### Given text
————

The All-Ireland Senior Hurling Championship 1901 was the 15th series of the All-Ireland Senior Hurling Championship, Ireland's premier hurling knock-out competition.  London won the championship, beating Cork 1–5 to 0–4 in the final.

Rule change

For the first time ever a hurling championship took place in all of the four historic provinces of Ireland - Connacht, Leinster, Munster and Ulster.  For the purposes of the all GAA competitions, Britain was designated as a fifth Irish province.  As a consequence, the winners of the championship in Britain would meet the winners of the championship in Ireland to decide the All-Ireland title holders.

Format

All-Ireland Championship

Semi-final: (2 matches) The four provincial representatives make up the semi-final pairings.  Two teams are eliminated at this stage while the two winning teams advance to the home final.

Home final: (1 match) The winners of the two semi-finals contest this game.  One team is eliminated while the winning team advances to the final.

Final: (1 match) The winners of the home final and London, who receive a bye to this stage of the championship, contest this game.  The winners are declared All-Ireland champions.

————

Continue the text about the 1901 All-Ireland Senior Hurling Championship from the point where it stops.

————

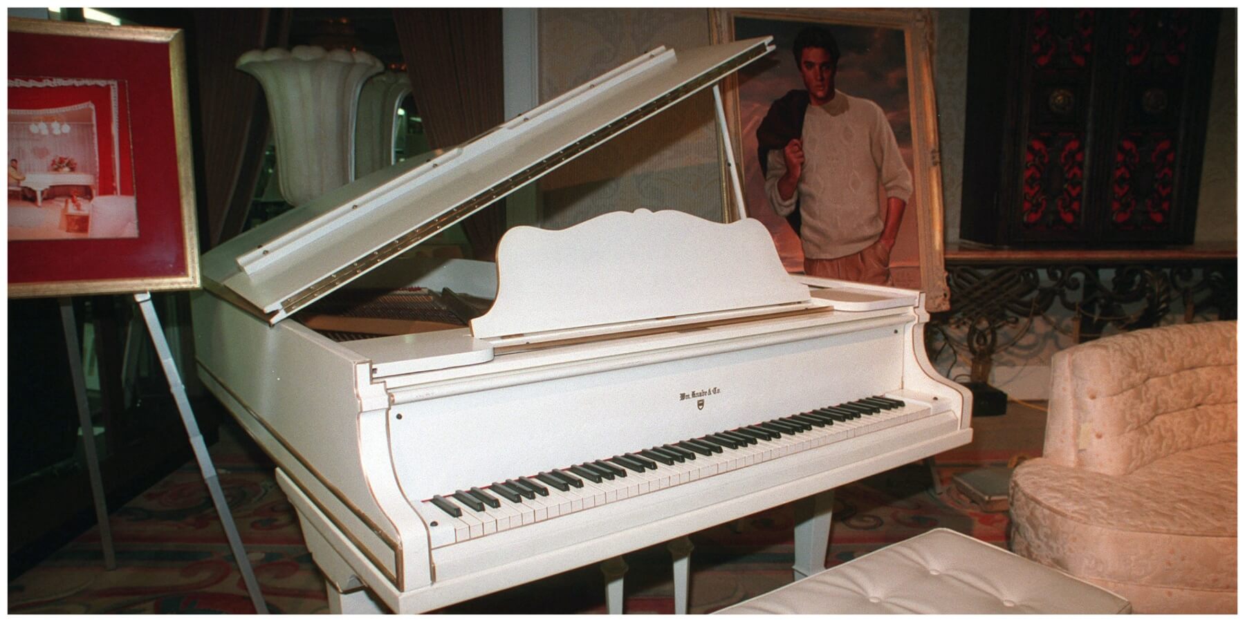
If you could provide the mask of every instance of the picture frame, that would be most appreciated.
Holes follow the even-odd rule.
[[[766,224],[788,271],[803,271],[799,238],[766,198],[756,131],[769,103],[803,88],[792,55],[796,32],[823,26],[835,36],[835,87],[885,112],[911,173],[913,192],[890,254],[893,285],[925,292],[928,311],[950,309],[944,266],[942,182],[933,80],[933,25],[926,9],[715,9],[715,42],[772,35],[777,50],[723,83],[723,107],[748,215]],[[906,114],[903,107],[906,106]],[[885,200],[879,200],[885,210]]]
[[[9,296],[199,287],[182,31],[10,17],[7,77]]]

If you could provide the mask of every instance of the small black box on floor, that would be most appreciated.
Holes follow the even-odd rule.
[[[955,489],[982,511],[1007,511],[1007,484],[1011,469],[1000,466],[975,469],[951,478]]]
[[[1007,393],[985,382],[965,382],[962,384],[972,392],[974,417],[995,417],[1007,412]]]

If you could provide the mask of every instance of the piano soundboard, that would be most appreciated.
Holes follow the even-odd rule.
[[[331,602],[432,611],[971,439],[924,294],[788,275],[752,219],[620,205],[497,262],[407,253],[772,49],[654,50],[204,255],[199,377]]]

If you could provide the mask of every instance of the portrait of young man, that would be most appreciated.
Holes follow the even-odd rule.
[[[904,34],[742,16],[733,26],[736,39],[772,34],[777,47],[740,72],[748,215],[789,271],[919,289]]]
[[[757,128],[766,198],[781,216],[798,213],[806,274],[890,285],[913,193],[895,133],[880,106],[835,88],[840,53],[829,30],[806,26],[792,55],[804,88],[774,101]]]

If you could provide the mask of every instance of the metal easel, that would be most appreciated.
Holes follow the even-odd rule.
[[[224,527],[225,537],[229,540],[229,550],[233,551],[234,560],[238,562],[238,570],[242,572],[243,582],[247,583],[250,602],[255,606],[255,613],[268,615],[268,606],[264,605],[264,595],[259,591],[255,573],[250,569],[250,560],[247,559],[247,550],[242,545],[242,537],[238,536],[238,527],[234,525],[233,514],[229,513],[229,504],[225,501],[224,493],[220,491],[220,480],[217,478],[217,469],[212,465],[208,447],[203,442],[203,435],[199,434],[199,424],[194,420],[194,413],[190,412],[190,401],[186,396],[186,384],[182,384],[182,377],[177,373],[173,353],[169,351],[164,331],[161,328],[159,317],[156,315],[156,307],[152,305],[152,295],[151,292],[134,294],[134,301],[138,302],[138,309],[143,312],[143,320],[147,322],[147,332],[152,336],[156,355],[159,356],[161,366],[164,368],[164,377],[168,378],[168,388],[177,402],[177,411],[182,415],[182,424],[186,425],[186,433],[190,438],[190,449],[194,450],[194,459],[199,463],[199,471],[203,474],[203,483],[208,485],[212,503],[217,506],[217,515],[220,516],[220,525]]]
[[[186,384],[182,383],[182,377],[177,372],[177,364],[173,362],[173,353],[168,347],[168,340],[164,338],[164,330],[161,327],[159,317],[156,315],[156,307],[152,305],[151,292],[134,294],[134,301],[138,302],[138,309],[142,311],[143,321],[147,323],[147,332],[152,336],[152,343],[156,346],[156,355],[159,357],[161,366],[164,368],[164,377],[168,378],[169,392],[173,393],[173,401],[177,402],[177,411],[182,415],[182,424],[186,427],[186,433],[190,440],[190,449],[194,450],[194,459],[199,463],[199,471],[203,474],[203,483],[208,485],[208,493],[212,495],[212,503],[217,508],[217,515],[220,516],[220,525],[225,530],[225,537],[229,540],[229,550],[233,552],[234,559],[238,562],[238,570],[242,572],[243,582],[247,585],[247,592],[250,595],[250,602],[255,606],[255,612],[266,615],[268,606],[264,603],[264,595],[259,590],[259,582],[255,581],[255,573],[250,567],[250,560],[247,557],[247,550],[242,545],[242,537],[238,535],[238,527],[234,525],[233,514],[229,513],[229,504],[225,501],[224,493],[220,490],[220,480],[217,476],[217,470],[212,465],[212,457],[208,455],[208,447],[203,442],[203,435],[199,434],[199,424],[194,419],[194,413],[190,411],[190,401],[186,396]],[[100,524],[100,542],[103,547],[103,566],[107,570],[117,569],[117,557],[112,544],[112,527],[108,524],[108,503],[103,493],[103,478],[100,473],[100,458],[96,454],[95,447],[95,425],[91,423],[91,409],[87,406],[86,399],[86,381],[82,374],[82,351],[78,345],[77,338],[77,321],[73,317],[73,302],[68,297],[59,299],[61,307],[61,325],[65,328],[65,343],[68,348],[70,356],[70,376],[73,381],[73,394],[77,398],[77,411],[78,411],[78,425],[82,430],[82,453],[86,458],[87,474],[91,479],[91,496],[95,500],[95,518]]]

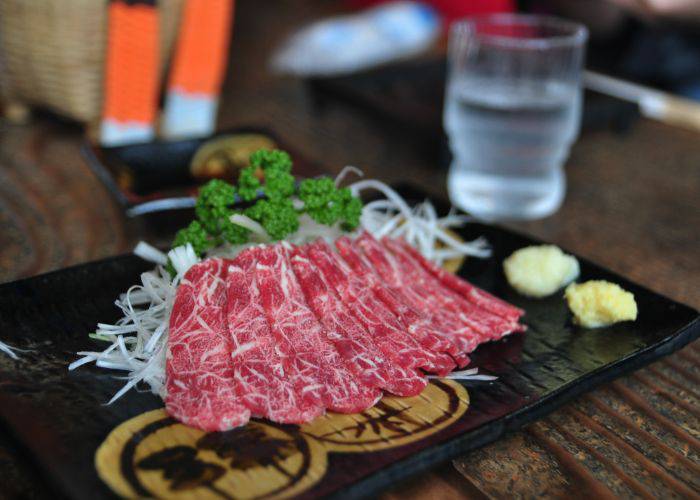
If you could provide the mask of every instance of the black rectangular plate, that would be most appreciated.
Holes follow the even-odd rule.
[[[307,495],[375,493],[496,440],[700,335],[697,311],[584,259],[581,280],[607,279],[630,290],[639,318],[580,329],[572,324],[561,294],[530,300],[507,285],[501,262],[533,240],[481,224],[470,225],[463,236],[485,236],[494,255],[469,259],[460,274],[524,308],[529,330],[474,353],[474,365],[499,379],[469,386],[471,406],[460,420],[425,440],[372,453],[371,459],[331,456],[327,475]],[[95,472],[95,450],[121,422],[162,406],[150,393],[135,391],[105,406],[122,381],[94,367],[67,370],[75,352],[99,347],[88,332],[98,321],[118,318],[115,298],[149,267],[121,256],[0,286],[0,339],[31,349],[19,361],[0,355],[0,418],[45,478],[70,497],[113,496]]]

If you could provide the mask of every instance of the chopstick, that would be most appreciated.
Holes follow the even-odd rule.
[[[691,99],[589,70],[583,73],[583,85],[601,94],[637,104],[646,118],[700,131],[700,103]]]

————

### Response below
Results

Connacht Senior Hurling Championship

Leinster Senior Hurling Championship

Munster Senior Hurling Championship

Ulster Senior Hurling Championship

All-Ireland Senior Hurling Championship

Championship statistics

Miscellaneous

 The Ulster Championship was contested for the first time.
 The All-Ireland title went overseas for the first time when London defeated Cork in the decider. In doing so London became the sixth team to win the All-Ireland. The London team was made up of all Munster men: nine from Cork, four from Limerick, two from Clare and one each from Kerry and Tipperary.

References

Sources

 Corry, Eoghan, The GAA Book of Lists (Hodder Headline Ireland, 2005).
 Donegan, Des, The Complete Handbook of Gaelic Games (DBA Publications Limited, 2005).
 Fullam, Brendan, Captains of the Ash (Wolfhound Press, 2002).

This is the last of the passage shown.